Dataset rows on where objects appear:
+---+
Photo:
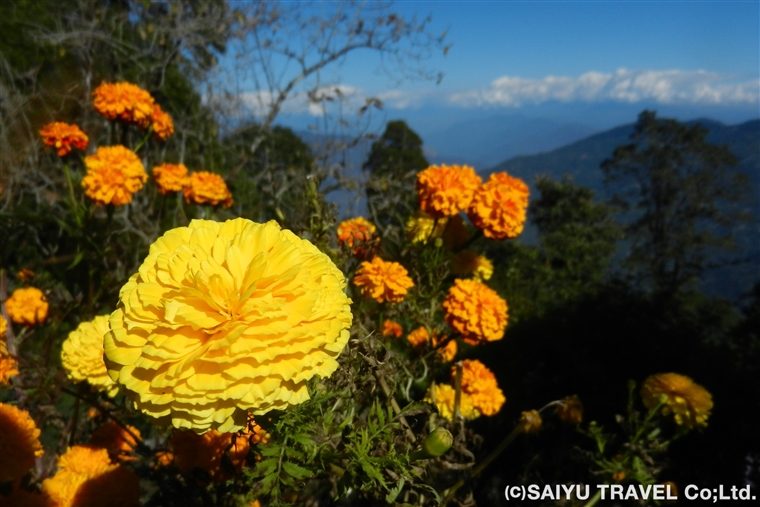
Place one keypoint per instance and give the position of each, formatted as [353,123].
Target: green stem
[594,499]
[494,454]
[74,205]
[643,426]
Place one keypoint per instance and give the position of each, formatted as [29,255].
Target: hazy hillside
[582,160]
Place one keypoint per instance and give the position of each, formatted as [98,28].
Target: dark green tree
[679,193]
[394,160]
[577,240]
[397,152]
[268,172]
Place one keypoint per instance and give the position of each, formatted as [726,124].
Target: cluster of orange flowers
[129,103]
[356,233]
[476,311]
[383,281]
[198,187]
[497,208]
[64,137]
[479,395]
[27,306]
[114,174]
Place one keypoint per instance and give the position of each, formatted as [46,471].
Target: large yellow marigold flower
[689,403]
[27,306]
[469,262]
[383,281]
[207,452]
[19,443]
[64,137]
[207,188]
[476,311]
[114,174]
[126,102]
[480,383]
[163,126]
[499,207]
[223,318]
[446,190]
[442,396]
[170,177]
[86,478]
[120,443]
[82,355]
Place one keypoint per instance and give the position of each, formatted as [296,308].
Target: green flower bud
[435,444]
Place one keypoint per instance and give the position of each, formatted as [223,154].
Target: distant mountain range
[582,160]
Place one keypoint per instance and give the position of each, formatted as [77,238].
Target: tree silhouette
[679,194]
[393,162]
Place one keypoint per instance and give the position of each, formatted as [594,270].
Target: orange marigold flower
[255,433]
[114,174]
[391,328]
[690,403]
[469,262]
[27,306]
[418,337]
[207,452]
[19,443]
[356,230]
[383,281]
[24,275]
[446,190]
[499,207]
[8,365]
[443,397]
[570,410]
[119,442]
[125,102]
[480,383]
[207,188]
[476,311]
[447,353]
[86,478]
[422,227]
[64,137]
[163,126]
[531,421]
[164,458]
[170,177]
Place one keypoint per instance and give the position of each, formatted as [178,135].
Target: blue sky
[688,59]
[536,39]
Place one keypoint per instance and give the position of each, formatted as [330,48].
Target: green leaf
[393,493]
[296,471]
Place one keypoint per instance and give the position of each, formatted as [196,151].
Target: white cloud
[663,86]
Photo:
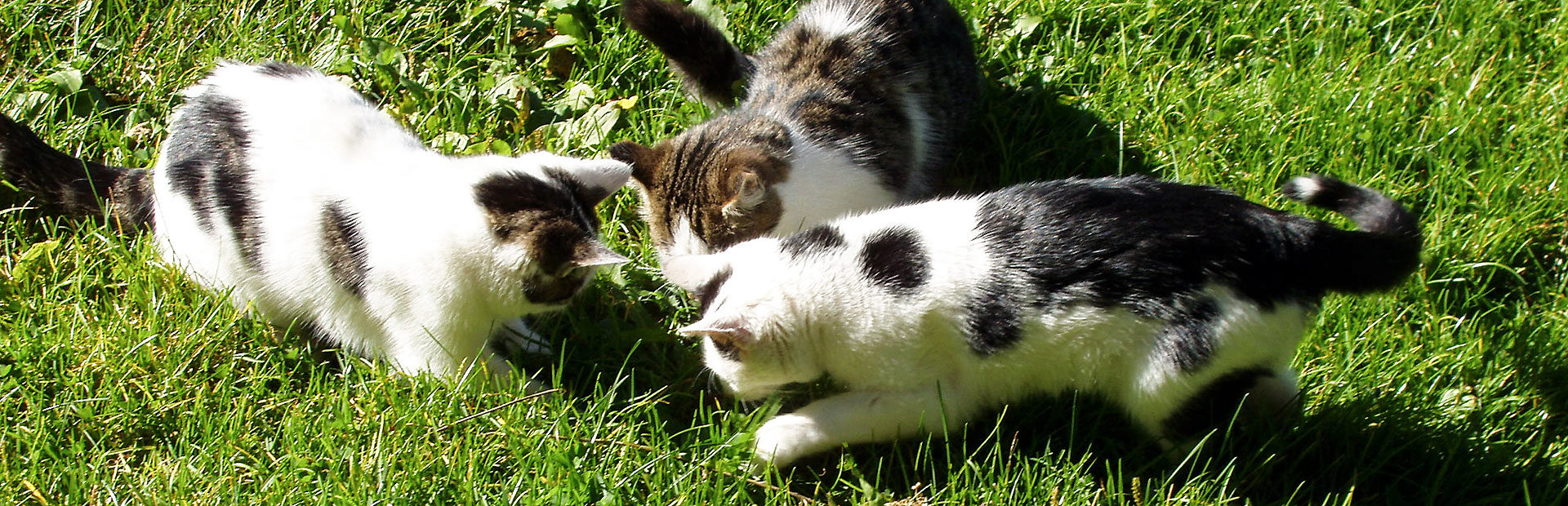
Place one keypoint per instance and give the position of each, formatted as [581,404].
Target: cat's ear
[726,332]
[750,192]
[642,158]
[692,272]
[593,180]
[595,254]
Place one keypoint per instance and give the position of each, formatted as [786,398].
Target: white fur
[833,19]
[438,284]
[905,362]
[825,184]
+---+
TO DO -> Working from the lines above, reproduce the material exactly and exclude its pictures.

RESPONSE ->
Photo:
Place one keypoint per instance and give the position of each, formatted as [353,123].
Target: green stem
[594,499]
[494,454]
[74,205]
[643,426]
Place one keypoint per instance and give the position of each, formatted as [29,255].
Target: hazy hillside
[582,160]
Place one keypoint per instance and give the position of each, formatted as [98,28].
Target: dark green tree
[679,193]
[394,160]
[577,240]
[397,152]
[268,172]
Place one keypoint per instance and give the position of each, formatted as [726,124].
Target: cluster of orange flowers
[129,103]
[356,233]
[476,311]
[383,281]
[198,187]
[497,208]
[64,137]
[479,395]
[27,306]
[114,174]
Place one keypoint per instance and give the position of each, formatted as [46,471].
Target: large yellow marigold flower
[689,403]
[27,306]
[469,262]
[383,281]
[207,452]
[19,443]
[64,137]
[207,188]
[476,311]
[114,174]
[126,102]
[480,383]
[163,126]
[499,207]
[223,318]
[446,190]
[442,396]
[170,177]
[86,478]
[120,443]
[82,355]
Place one keypoint per instance and give the position of each, formatted as [296,308].
Target: green flower bud
[435,444]
Place one keypoint per instance and give the position of each, formatted as [223,154].
Target: distant mountain range
[582,160]
Place one keypoint per instance and give the position of each, formatted as [77,238].
Target: tree silhouette
[679,194]
[393,162]
Place one keypoint per instance and give the position of each, formatted as [594,270].
Target: orange marigold flower
[255,433]
[114,174]
[391,328]
[690,403]
[469,262]
[27,306]
[418,337]
[207,452]
[19,443]
[356,230]
[383,281]
[24,275]
[446,190]
[499,207]
[8,365]
[443,397]
[570,410]
[119,442]
[125,102]
[480,383]
[207,188]
[476,311]
[447,353]
[86,478]
[422,227]
[64,137]
[163,126]
[531,421]
[164,458]
[170,177]
Place one keypoint per instance and give the position of each, formatted as [178,135].
Target: blue sky
[688,59]
[536,39]
Place one keypoint per instance and give the position of each, formatted as [330,48].
Target: green leaf
[393,493]
[296,471]
Place one keypoint per instance and give the position of each, formatted as [196,151].
Target: white cloud
[663,86]
Photo:
Place one keypoint per instance and give the position of each, formatted as [581,404].
Target: cat's ear
[726,332]
[750,192]
[642,158]
[692,272]
[593,180]
[595,254]
Place one keypoint per instance and give the position of each, formatted as [786,398].
Target: white fur
[833,19]
[438,284]
[905,362]
[825,184]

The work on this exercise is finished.